Complétez ce qui suit —
a) Pour chaque affirmation, dites par oui ou par non si elle concorde avec le texte sur le maté, puis citez mot pour mot le passage qui tranche. (i) La personne qui écrit a pris l'habitude du maté lors d'un séjour en Argentine. (ii) Dans le sud du Brésil, la yerba s'appelle chimarrão. (iii) La yerba goûtée au Brésil avait une mouture trop grossière.
b) Reprenez, s'il vous plaît, le texte sur le maté là où il s'arrête et écrivez-en la suite.

Section du document —
*****
Excursion dans la région d’Encarnación: à la découverte de la yerba

Yerbatero d’un jour.

Je bois du maté depuis bientôt dix ans, soit depuis mon séjour en Argentine. J’y ai pris goût grâce à mes ami-e-s de là-bas, qui m’ont évidemment « forcé » à en boire à répétition, tout en m’enseignant les étapes pour en consommer. J’aime le goût amer de l’infusion, j’aime le processus d’infusion, j’aime la convivialité liée au rituel du maté. J’ai déjà écrit un billet sur ce rituel, alors je ne reviendrai pas sur le sujet.

Un commerce d’articles pour boire du maté, à Ciudad del Este (Paraguay)

On boit du maté au Paraguay, bien sûr, mais aussi en Argentine, en Uruguay, dans le sud du Brésil (où la yerba porte le nom de chimarrão), au Chili, en Bolivie et, selon la rumeur, en Syrie et au Liban. Sans parler des pays où se trouvent des expatrié-e-s du coin ou des fans comme moi qui ont développé l’habitude en voyage. Bref, le maté est un élément culturel majeur du sud de l’Amérique du Sud. Il suffit de regarder un film argentin pour s’en rendre compte: quelqu’un y boira fort probablement du maté, à un moment ou à un autre.

L’heure du maté à Potrerillos, en Argentine

Le type de yerba peut varier d’un pays à l’autre: personnellement, je n’ai pas aimé celle que j’ai goûtée au Brésil, en raison de sa mouture trop fine, ce qui créait un genre de pâte dans ma calebasse. J’ai discuté de ce sujet avec plusieurs Argentin-e-s et c’est une opinion qui semble répandue en Argentine. Chauvinisme? Je ne sais pas. Mais la yerba brésilienne n’est pas ma préférée.
*****
Extraits des entrées —
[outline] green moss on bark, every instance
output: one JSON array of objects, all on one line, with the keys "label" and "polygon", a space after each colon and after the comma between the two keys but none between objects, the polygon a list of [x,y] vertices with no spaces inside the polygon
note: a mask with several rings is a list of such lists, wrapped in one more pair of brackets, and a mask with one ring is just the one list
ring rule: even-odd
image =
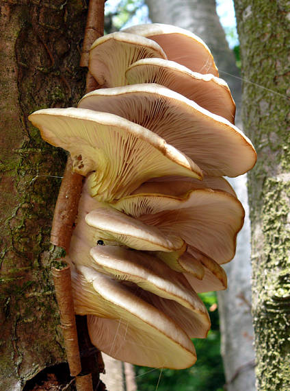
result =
*****
Réponses par consigne —
a)
(i) Oui : « soit depuis mon séjour en Argentine ».
(ii) Oui : « dans le sud du Brésil (où la yerba porte le nom de chimarrão) ».
(iii) Non : « en raison de sa mouture trop fine ».

b)
Désolé, yerba brésilienne…

Le Paraguay a aussi une version froide du maté: le tereré. Le tereré est une infusion effectuée à l’aide d’eau froide (à laquelle on ajoute des glaçons, des fruits frais et/ou des herbes comme de la menthe) ou de jus divers, afin de donner un goût rafraîchissant à la boisson. C’est délicieux, surtout quand il fait très chaud. À ma connaissance, le tereré est moins populaire à l’extérieur du Paraguay, même si la boisson est connue dans toute la région.

Un délicieux tereré par une chaude journée d’été.

Enfin, pour celles et ceux qui ne veulent pas se casser la tête, je vous suggère de boire du mate cocido, soit de la yerba en sachet. Le mate cocido se boit donc comme un thé régulier, sans la calebasse et la bombilla.

Un sachet de maté cocido.

Par ailleurs, je me suis abonné à des pages Facebook sur le maté, comme celle-ci, qui est charmante. Ses fans viennent surtout du sud de l’Amérique du Sud. On y rencontre autant l’irrésistible grand-maman qui pourrait te cuisiner une montagne de ton dessert préféré que le jeune homme en bédaine qui veut montrer son 6-pack aux dames (ou peut-être aux messieurs, qu’en sais-je). Des gens « ordinaires », quoi, qui montrent ainsi un pan de leur quotidien: par exemple, un homme publie régulièrement des photos de lui et de son maté, dans son commerce de fruits et de légumes. Une femme diffuse des photos d’elle et son maté, avec des légendes en espagnol et en guarani. Une autre femme partage de superbes photos de sa ville, Ushuaïa, au fil des saisons. Et on voit énormément de photos de plats et desserts cuisinés pour accompagner le maté. Wholesome, comme on dit en bon français. C’est le fun de voir autant de gens différents partager une même passion. Mais surtout, c’est le fun de voir une page où les fans ne s’envoient pas chier pour un oui ou pour un non.

Le maté est parfait pour une virée hivernale.

Je recommande rarement des compagnies ou des commerces, mais dans ce cas-ci, je crois que c’est pertinent. Donc, si vous avez envie de vous procurer de la yerba ou des objets liés à la consommation de maté, vous pouvez visiter plusieurs commerces de Montréal, comme l’épicerie spécialisée Sabor latino (profitez-en aussi pour vous procurer toutes sortes de produits latino-américains, tant qu’à y être, car ce serait la plus grosse épicerie du genre au Canada). La rue Saint-Hubert, entre Beaubien et Villeray, compte aussi de nombreux magasins qui vendent des produits latino-américains, alors n’hésitez pas à les visiter.

Sélection de yerbas au Sabor latino, un de mes commerces préférés de Montréal.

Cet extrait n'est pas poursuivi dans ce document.